Short exercise:
Count the lines in the rows below that contain the word "pair", and reply with that number alone.
==========
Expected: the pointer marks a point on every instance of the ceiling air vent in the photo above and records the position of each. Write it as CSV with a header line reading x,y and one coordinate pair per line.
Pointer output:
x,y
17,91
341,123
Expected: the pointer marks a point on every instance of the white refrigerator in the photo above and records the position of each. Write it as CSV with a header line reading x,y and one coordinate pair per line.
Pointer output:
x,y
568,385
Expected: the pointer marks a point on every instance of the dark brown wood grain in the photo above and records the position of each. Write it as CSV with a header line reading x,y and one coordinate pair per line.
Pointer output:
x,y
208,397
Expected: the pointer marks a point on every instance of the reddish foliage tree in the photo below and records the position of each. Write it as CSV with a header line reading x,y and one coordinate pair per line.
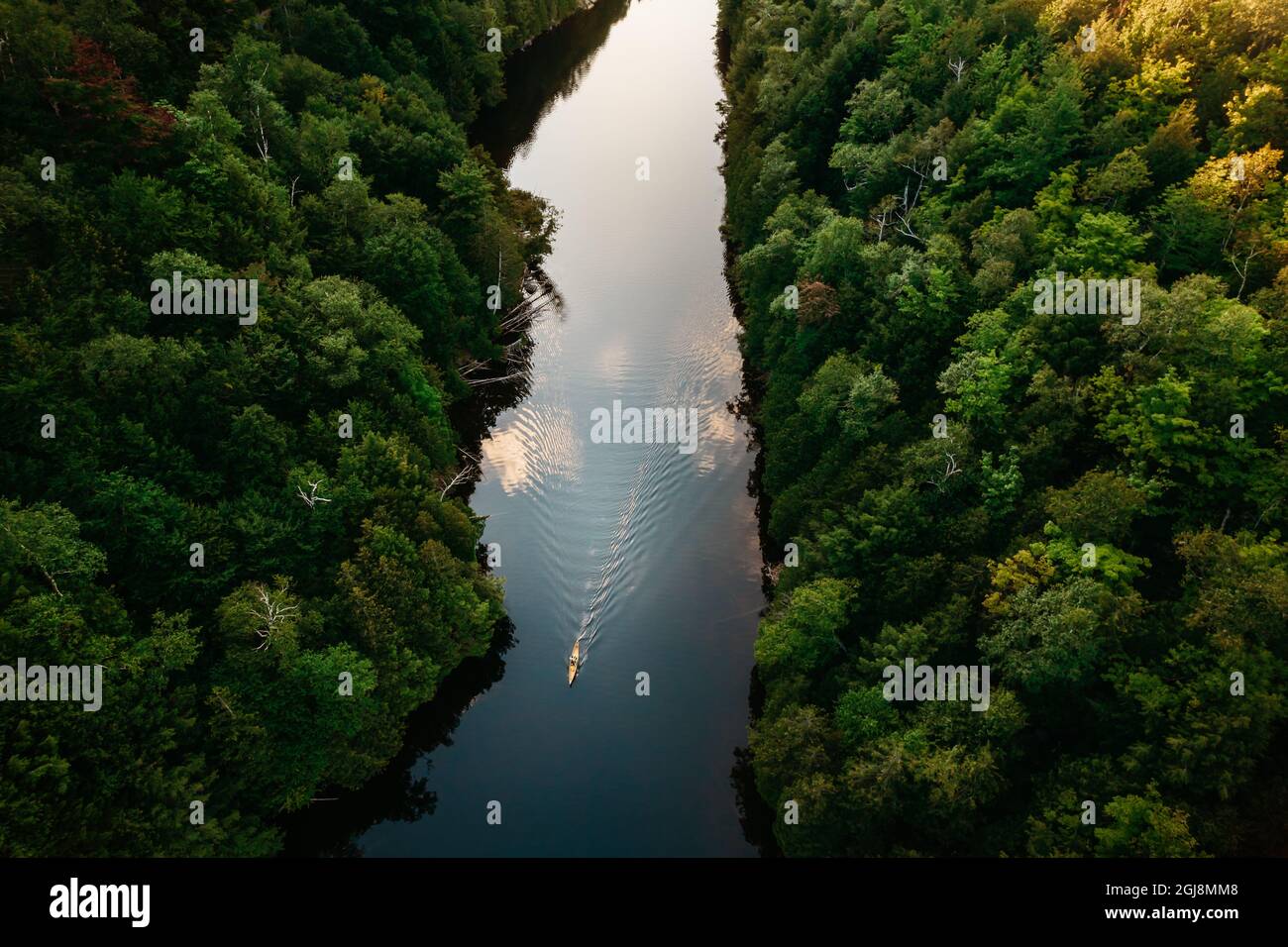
==========
Exercise result:
4